• _Activity_: The answer must be every line from the entries below that includes "blue".

───── Material shown

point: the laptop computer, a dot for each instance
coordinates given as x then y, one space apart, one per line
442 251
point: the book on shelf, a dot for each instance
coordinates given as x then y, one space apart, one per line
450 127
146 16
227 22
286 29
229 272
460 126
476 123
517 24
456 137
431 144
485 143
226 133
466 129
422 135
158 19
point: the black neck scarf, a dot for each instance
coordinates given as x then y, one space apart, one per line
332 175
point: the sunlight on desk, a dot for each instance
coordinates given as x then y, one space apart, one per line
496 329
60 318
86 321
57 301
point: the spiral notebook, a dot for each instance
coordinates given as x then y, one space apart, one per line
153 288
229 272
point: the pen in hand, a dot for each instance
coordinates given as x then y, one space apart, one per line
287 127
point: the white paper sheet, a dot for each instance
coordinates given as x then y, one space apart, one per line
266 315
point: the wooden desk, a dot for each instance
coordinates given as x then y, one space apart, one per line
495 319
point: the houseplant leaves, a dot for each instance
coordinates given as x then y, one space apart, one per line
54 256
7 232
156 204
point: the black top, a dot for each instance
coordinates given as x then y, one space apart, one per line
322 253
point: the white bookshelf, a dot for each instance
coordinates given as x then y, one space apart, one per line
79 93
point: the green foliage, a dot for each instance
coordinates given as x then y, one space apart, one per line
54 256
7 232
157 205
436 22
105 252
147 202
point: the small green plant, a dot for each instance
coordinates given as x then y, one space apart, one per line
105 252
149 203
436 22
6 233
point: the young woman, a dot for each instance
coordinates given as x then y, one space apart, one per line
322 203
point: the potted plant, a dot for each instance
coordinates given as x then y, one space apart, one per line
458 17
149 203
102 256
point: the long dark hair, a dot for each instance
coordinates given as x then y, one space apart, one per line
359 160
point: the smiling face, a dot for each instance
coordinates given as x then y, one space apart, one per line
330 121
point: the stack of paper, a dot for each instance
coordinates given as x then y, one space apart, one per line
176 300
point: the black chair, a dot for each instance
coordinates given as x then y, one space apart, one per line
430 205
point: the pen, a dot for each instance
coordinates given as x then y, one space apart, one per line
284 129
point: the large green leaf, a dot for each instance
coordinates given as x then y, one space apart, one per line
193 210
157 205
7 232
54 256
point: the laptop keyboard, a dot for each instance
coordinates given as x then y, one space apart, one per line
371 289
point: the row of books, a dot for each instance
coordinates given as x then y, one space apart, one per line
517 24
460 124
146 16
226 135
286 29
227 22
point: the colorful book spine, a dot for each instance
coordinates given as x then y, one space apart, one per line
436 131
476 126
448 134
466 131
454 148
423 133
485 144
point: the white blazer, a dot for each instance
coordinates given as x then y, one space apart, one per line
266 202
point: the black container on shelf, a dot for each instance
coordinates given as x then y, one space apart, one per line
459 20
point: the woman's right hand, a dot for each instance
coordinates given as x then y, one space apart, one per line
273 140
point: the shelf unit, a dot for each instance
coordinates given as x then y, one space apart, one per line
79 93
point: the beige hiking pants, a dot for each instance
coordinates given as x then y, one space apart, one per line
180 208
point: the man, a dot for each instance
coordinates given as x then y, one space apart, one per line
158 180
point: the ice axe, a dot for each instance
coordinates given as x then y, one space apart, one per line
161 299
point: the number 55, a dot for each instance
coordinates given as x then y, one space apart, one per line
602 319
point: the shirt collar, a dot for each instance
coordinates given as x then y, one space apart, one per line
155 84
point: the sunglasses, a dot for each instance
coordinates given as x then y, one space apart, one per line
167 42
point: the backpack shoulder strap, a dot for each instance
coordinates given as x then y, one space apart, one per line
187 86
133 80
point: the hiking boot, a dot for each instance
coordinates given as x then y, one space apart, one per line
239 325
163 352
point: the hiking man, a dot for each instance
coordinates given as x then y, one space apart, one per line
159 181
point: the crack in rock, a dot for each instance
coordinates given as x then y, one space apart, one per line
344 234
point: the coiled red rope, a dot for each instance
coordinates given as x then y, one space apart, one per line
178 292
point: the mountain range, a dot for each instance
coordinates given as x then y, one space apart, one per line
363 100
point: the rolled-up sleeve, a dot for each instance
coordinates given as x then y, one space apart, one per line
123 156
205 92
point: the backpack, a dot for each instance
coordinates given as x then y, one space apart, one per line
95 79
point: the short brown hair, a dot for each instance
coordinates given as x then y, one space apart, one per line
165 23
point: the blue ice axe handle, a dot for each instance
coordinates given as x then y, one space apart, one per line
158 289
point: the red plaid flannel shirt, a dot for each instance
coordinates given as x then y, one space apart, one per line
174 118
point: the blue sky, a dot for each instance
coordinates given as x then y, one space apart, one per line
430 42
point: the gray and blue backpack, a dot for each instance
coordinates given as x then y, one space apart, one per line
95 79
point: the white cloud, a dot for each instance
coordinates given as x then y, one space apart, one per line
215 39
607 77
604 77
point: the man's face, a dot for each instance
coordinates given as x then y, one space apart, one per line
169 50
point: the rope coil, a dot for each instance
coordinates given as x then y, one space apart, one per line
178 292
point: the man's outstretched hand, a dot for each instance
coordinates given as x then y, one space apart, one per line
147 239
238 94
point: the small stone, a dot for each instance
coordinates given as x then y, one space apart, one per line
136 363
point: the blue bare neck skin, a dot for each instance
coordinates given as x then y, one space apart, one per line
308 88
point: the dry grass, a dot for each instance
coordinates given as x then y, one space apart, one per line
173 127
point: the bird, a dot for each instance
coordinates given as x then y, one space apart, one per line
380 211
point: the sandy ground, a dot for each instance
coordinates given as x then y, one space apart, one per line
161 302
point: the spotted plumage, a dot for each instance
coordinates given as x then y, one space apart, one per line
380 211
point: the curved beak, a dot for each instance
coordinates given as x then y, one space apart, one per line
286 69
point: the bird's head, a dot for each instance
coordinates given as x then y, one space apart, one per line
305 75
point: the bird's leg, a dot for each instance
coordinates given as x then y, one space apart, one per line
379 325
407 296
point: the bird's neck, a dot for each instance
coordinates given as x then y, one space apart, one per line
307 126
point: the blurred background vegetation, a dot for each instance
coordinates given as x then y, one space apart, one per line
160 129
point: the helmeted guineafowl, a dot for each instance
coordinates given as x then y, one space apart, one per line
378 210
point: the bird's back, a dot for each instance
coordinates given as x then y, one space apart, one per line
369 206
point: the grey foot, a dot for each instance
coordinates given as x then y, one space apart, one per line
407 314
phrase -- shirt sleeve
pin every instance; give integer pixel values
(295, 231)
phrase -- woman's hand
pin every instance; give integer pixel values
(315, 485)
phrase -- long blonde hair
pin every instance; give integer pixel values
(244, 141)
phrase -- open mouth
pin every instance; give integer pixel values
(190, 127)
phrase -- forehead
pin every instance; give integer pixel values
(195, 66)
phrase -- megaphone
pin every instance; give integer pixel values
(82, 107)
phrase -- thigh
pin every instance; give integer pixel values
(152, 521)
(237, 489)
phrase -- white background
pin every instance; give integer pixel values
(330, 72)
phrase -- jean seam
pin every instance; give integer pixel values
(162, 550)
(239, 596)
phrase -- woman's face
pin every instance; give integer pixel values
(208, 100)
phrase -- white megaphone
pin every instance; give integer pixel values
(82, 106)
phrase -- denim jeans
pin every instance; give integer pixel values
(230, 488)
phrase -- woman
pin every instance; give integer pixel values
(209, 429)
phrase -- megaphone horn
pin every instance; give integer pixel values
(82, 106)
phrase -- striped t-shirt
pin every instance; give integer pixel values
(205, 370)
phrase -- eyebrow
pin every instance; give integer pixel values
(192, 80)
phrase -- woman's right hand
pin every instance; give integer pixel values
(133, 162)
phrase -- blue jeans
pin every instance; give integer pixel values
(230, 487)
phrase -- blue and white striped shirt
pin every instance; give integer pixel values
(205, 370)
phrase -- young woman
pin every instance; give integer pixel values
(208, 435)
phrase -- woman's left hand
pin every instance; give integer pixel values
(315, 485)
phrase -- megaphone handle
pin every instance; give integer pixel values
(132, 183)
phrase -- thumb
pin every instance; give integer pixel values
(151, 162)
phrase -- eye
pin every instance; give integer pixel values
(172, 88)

──────────

• _Exercise answer_:
point: the blue ice axe handle, a dot for each instance
point: the blue sky, a dot for each instance
point: the gray and blue backpack, a dot for each instance
point: the blue bare neck skin, a dot for each instance
phrase -- blue jeans
phrase -- blue and white striped shirt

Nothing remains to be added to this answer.